_EXERCISE AIM:_ Turn the lines of the records from the line containing "trace blue jeans" to the line containing "137 62 L 137", both included, into a JSON list of strings with one string per line. Leave out blank lines.
-- Start of GIVEN DATA --
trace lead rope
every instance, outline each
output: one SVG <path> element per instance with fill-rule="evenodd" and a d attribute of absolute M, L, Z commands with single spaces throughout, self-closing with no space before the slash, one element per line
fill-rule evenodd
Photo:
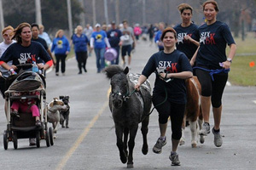
<path fill-rule="evenodd" d="M 165 92 L 166 92 L 166 98 L 165 98 L 164 101 L 162 101 L 161 103 L 157 104 L 156 105 L 154 105 L 154 108 L 151 110 L 151 111 L 148 114 L 146 114 L 146 116 L 151 115 L 151 113 L 153 112 L 153 110 L 155 109 L 155 107 L 157 107 L 157 106 L 164 104 L 167 100 L 168 95 L 167 95 L 167 90 L 166 90 L 166 86 L 165 86 Z"/>

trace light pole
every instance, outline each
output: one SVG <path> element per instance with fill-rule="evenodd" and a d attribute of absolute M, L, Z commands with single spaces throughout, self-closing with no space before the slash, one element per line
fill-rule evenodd
<path fill-rule="evenodd" d="M 67 0 L 67 20 L 68 20 L 68 30 L 69 30 L 69 37 L 71 37 L 73 34 L 73 23 L 72 23 L 72 11 L 71 11 L 71 3 L 70 0 Z"/>
<path fill-rule="evenodd" d="M 36 23 L 42 25 L 42 14 L 41 14 L 41 0 L 35 0 L 36 4 Z"/>

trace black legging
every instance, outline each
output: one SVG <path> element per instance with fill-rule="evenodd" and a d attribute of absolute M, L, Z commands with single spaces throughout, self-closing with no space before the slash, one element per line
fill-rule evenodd
<path fill-rule="evenodd" d="M 195 74 L 201 86 L 201 95 L 205 97 L 212 96 L 212 107 L 218 108 L 222 105 L 222 95 L 228 81 L 227 73 L 213 74 L 214 81 L 209 71 L 196 69 Z"/>
<path fill-rule="evenodd" d="M 61 72 L 64 73 L 66 70 L 66 58 L 67 54 L 55 54 L 56 58 L 56 68 L 55 72 L 59 72 L 60 69 L 60 60 L 61 62 Z"/>
<path fill-rule="evenodd" d="M 84 71 L 86 71 L 86 61 L 88 58 L 87 51 L 84 52 L 76 52 L 77 60 L 79 63 L 79 72 L 82 72 L 82 67 L 84 68 Z"/>
<path fill-rule="evenodd" d="M 163 102 L 166 96 L 162 95 L 153 95 L 152 101 L 154 105 Z M 165 103 L 156 106 L 155 109 L 159 113 L 159 122 L 160 124 L 165 124 L 168 122 L 169 116 L 171 116 L 172 124 L 172 139 L 175 140 L 179 140 L 182 137 L 182 124 L 185 112 L 185 104 L 176 104 L 170 101 L 166 101 Z"/>

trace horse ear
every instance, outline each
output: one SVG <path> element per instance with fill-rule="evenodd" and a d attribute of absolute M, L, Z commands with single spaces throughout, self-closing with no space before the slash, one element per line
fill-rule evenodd
<path fill-rule="evenodd" d="M 129 68 L 128 66 L 125 67 L 125 69 L 124 70 L 124 73 L 126 75 L 129 72 Z"/>

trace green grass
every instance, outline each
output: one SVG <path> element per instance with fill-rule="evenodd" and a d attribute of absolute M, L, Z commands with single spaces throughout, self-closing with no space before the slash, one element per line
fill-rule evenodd
<path fill-rule="evenodd" d="M 256 65 L 253 67 L 249 65 L 252 61 L 256 63 L 256 38 L 254 38 L 254 32 L 247 33 L 245 41 L 241 41 L 241 37 L 235 38 L 235 41 L 237 49 L 229 73 L 229 81 L 234 85 L 256 86 Z M 227 54 L 228 52 L 229 49 L 227 50 Z M 250 54 L 241 55 L 242 54 Z"/>

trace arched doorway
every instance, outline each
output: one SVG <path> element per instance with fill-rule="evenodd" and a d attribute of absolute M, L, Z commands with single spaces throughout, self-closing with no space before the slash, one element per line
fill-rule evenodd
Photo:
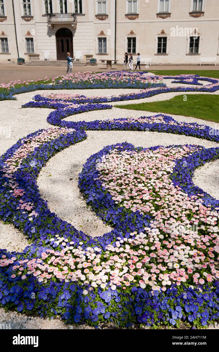
<path fill-rule="evenodd" d="M 68 51 L 73 57 L 73 34 L 70 29 L 61 28 L 56 33 L 57 60 L 65 60 Z"/>

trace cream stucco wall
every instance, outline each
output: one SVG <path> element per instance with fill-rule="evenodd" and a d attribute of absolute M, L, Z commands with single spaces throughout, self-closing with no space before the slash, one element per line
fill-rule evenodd
<path fill-rule="evenodd" d="M 127 36 L 136 36 L 137 47 L 142 58 L 151 57 L 152 63 L 197 64 L 200 57 L 217 57 L 219 62 L 219 1 L 203 0 L 203 13 L 197 18 L 189 13 L 192 0 L 169 0 L 170 13 L 166 18 L 157 15 L 159 0 L 138 0 L 138 9 L 133 19 L 126 17 L 127 0 L 117 0 L 117 12 L 116 58 L 123 61 L 127 50 Z M 54 24 L 48 28 L 47 17 L 44 14 L 44 0 L 31 0 L 32 19 L 27 21 L 23 15 L 22 0 L 14 0 L 15 19 L 18 46 L 20 57 L 28 59 L 26 52 L 25 38 L 28 31 L 33 39 L 35 52 L 42 59 L 45 51 L 49 51 L 52 59 L 56 59 L 55 34 L 60 28 L 67 28 L 72 32 L 74 53 L 81 51 L 82 57 L 86 54 L 93 54 L 98 62 L 101 59 L 115 57 L 115 0 L 107 0 L 107 14 L 104 19 L 97 15 L 96 0 L 82 0 L 83 14 L 77 16 L 76 29 L 70 23 Z M 0 37 L 5 35 L 8 39 L 9 54 L 0 53 L 0 61 L 16 61 L 18 57 L 15 40 L 12 0 L 5 0 L 6 18 L 0 17 Z M 68 0 L 68 12 L 74 12 L 74 4 Z M 52 0 L 53 12 L 60 12 L 59 1 Z M 133 16 L 132 18 L 133 18 Z M 189 54 L 188 40 L 186 36 L 172 36 L 173 28 L 192 27 L 197 29 L 200 36 L 198 54 Z M 156 54 L 155 44 L 158 34 L 165 33 L 167 36 L 167 54 Z M 103 34 L 103 33 L 104 33 Z M 2 33 L 2 35 L 1 35 Z M 106 54 L 98 54 L 98 36 L 107 38 Z M 136 58 L 134 56 L 134 60 Z"/>

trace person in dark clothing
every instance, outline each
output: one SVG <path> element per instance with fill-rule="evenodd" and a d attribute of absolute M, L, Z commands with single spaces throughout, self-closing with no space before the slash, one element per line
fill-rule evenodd
<path fill-rule="evenodd" d="M 141 58 L 140 56 L 140 54 L 139 52 L 138 53 L 138 57 L 137 57 L 137 63 L 136 64 L 136 66 L 135 68 L 135 70 L 137 69 L 137 66 L 138 66 L 139 67 L 139 69 L 140 70 L 141 68 L 140 66 L 140 63 L 141 61 Z"/>
<path fill-rule="evenodd" d="M 128 59 L 129 56 L 128 56 L 128 53 L 126 52 L 125 54 L 125 56 L 124 56 L 124 58 L 125 60 L 124 60 L 124 64 L 123 65 L 123 69 L 125 70 L 125 66 L 126 66 L 127 69 L 128 69 L 128 61 L 129 61 Z"/>
<path fill-rule="evenodd" d="M 75 59 L 75 57 L 74 56 L 73 58 L 71 56 L 71 54 L 70 52 L 67 52 L 67 55 L 68 55 L 68 56 L 67 56 L 67 72 L 66 72 L 66 73 L 68 73 L 69 70 L 69 69 L 70 69 L 70 73 L 71 73 L 71 71 L 72 70 L 72 62 Z"/>

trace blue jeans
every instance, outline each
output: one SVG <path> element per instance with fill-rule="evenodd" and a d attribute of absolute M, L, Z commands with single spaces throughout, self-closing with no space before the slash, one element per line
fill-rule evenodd
<path fill-rule="evenodd" d="M 137 62 L 137 63 L 136 64 L 136 67 L 135 68 L 136 70 L 137 70 L 137 66 L 138 66 L 138 67 L 139 67 L 139 69 L 140 70 L 141 68 L 140 66 L 140 61 L 138 61 L 138 62 Z"/>

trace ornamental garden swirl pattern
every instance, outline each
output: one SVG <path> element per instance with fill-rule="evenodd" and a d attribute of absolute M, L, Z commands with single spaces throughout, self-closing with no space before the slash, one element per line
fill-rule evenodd
<path fill-rule="evenodd" d="M 218 80 L 170 78 L 210 84 L 151 87 L 110 100 L 44 94 L 23 106 L 54 109 L 47 119 L 54 126 L 20 140 L 0 159 L 0 217 L 31 240 L 22 252 L 0 250 L 1 306 L 94 326 L 111 321 L 122 327 L 179 327 L 186 322 L 205 327 L 218 320 L 219 200 L 195 186 L 192 177 L 197 167 L 219 158 L 219 147 L 136 148 L 125 143 L 92 155 L 79 187 L 96 216 L 113 228 L 95 238 L 51 213 L 37 183 L 47 161 L 85 139 L 86 130 L 165 132 L 219 142 L 208 126 L 162 114 L 89 122 L 63 119 L 111 109 L 109 101 L 219 89 Z"/>

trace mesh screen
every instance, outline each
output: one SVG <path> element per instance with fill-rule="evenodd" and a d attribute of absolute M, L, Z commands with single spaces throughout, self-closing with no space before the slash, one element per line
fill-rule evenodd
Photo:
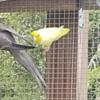
<path fill-rule="evenodd" d="M 9 52 L 0 52 L 1 100 L 99 100 L 99 7 L 95 0 L 0 1 L 0 22 L 13 27 L 31 43 L 31 31 L 43 27 L 70 28 L 55 41 L 46 57 L 41 48 L 28 51 L 43 73 L 43 92 Z M 26 44 L 17 38 L 17 42 Z"/>

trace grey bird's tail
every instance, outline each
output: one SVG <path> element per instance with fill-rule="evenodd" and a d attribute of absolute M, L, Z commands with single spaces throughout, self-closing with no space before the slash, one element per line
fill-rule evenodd
<path fill-rule="evenodd" d="M 10 50 L 10 53 L 14 56 L 14 58 L 24 66 L 36 79 L 41 89 L 47 88 L 45 80 L 43 79 L 41 73 L 34 65 L 32 58 L 28 55 L 25 50 Z"/>

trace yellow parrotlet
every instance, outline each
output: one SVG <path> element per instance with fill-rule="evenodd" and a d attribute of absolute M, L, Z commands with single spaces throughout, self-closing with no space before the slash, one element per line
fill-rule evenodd
<path fill-rule="evenodd" d="M 36 45 L 42 45 L 44 48 L 49 49 L 51 44 L 60 39 L 62 36 L 68 34 L 69 28 L 60 27 L 48 27 L 33 31 L 31 34 L 34 38 Z"/>

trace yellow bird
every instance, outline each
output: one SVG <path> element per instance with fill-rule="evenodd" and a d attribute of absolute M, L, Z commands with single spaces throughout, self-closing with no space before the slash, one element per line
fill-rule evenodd
<path fill-rule="evenodd" d="M 60 26 L 60 27 L 42 28 L 33 31 L 31 34 L 34 38 L 34 43 L 36 45 L 42 45 L 42 47 L 46 48 L 48 51 L 48 49 L 50 48 L 51 44 L 54 41 L 68 34 L 69 31 L 70 31 L 69 28 L 64 28 L 64 26 Z"/>

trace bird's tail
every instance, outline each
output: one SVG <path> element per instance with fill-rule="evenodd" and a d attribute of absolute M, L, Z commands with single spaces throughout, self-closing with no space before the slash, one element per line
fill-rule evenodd
<path fill-rule="evenodd" d="M 62 36 L 68 34 L 69 31 L 70 31 L 69 28 L 64 28 L 64 26 L 60 26 L 60 27 L 59 27 L 59 32 L 58 32 L 59 35 L 58 35 L 58 37 L 57 37 L 57 40 L 58 40 L 59 38 L 61 38 Z"/>
<path fill-rule="evenodd" d="M 38 82 L 40 88 L 47 88 L 47 85 L 41 73 L 39 72 L 38 68 L 34 65 L 32 58 L 28 55 L 28 53 L 25 50 L 10 50 L 10 52 L 14 56 L 14 58 L 19 62 L 19 64 L 24 66 L 25 69 L 27 69 L 32 74 L 32 76 Z"/>

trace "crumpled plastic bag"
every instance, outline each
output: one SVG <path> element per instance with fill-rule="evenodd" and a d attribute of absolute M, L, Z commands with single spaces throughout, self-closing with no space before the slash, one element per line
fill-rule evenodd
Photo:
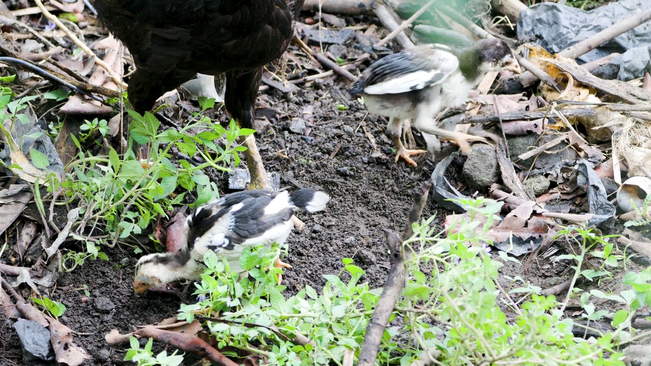
<path fill-rule="evenodd" d="M 551 53 L 588 38 L 615 23 L 651 8 L 648 0 L 620 0 L 585 11 L 553 3 L 542 3 L 525 9 L 518 20 L 520 40 L 537 43 Z M 622 53 L 594 74 L 623 81 L 651 72 L 651 25 L 639 25 L 576 59 L 579 64 L 614 52 Z"/>

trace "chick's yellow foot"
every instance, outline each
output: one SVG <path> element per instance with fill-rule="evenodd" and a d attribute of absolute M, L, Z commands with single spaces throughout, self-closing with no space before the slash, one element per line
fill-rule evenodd
<path fill-rule="evenodd" d="M 416 162 L 412 160 L 411 158 L 409 158 L 409 156 L 412 155 L 419 155 L 420 154 L 426 154 L 426 153 L 427 153 L 426 150 L 409 150 L 403 147 L 402 148 L 398 148 L 398 151 L 396 152 L 395 161 L 397 163 L 398 160 L 399 160 L 400 158 L 402 158 L 403 159 L 405 160 L 405 162 L 406 162 L 408 163 L 411 164 L 415 167 L 417 167 L 418 164 L 416 163 Z"/>
<path fill-rule="evenodd" d="M 284 262 L 281 260 L 280 258 L 276 258 L 276 262 L 274 264 L 274 266 L 279 268 L 291 268 L 292 266 L 285 263 Z M 267 268 L 267 270 L 269 270 L 269 268 Z M 283 274 L 278 274 L 278 285 L 280 285 L 283 283 Z"/>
-- End of GIVEN DATA --
_FULL SOLUTION:_
[
  "trace blue jeans",
  "every instance, outline each",
  "output: one SVG <path> element per instance with fill-rule=\"evenodd\" and a d attribute of absolute M, L, Z commands with single spaces throughout, self-closing with no space before the slash, one element per line",
  "fill-rule evenodd",
  "<path fill-rule=\"evenodd\" d=\"M 137 62 L 137 63 L 136 64 L 136 67 L 135 68 L 136 70 L 137 70 L 137 66 L 138 66 L 138 67 L 139 67 L 139 69 L 140 70 L 141 68 L 140 66 L 140 61 L 138 61 L 138 62 Z\"/>"
]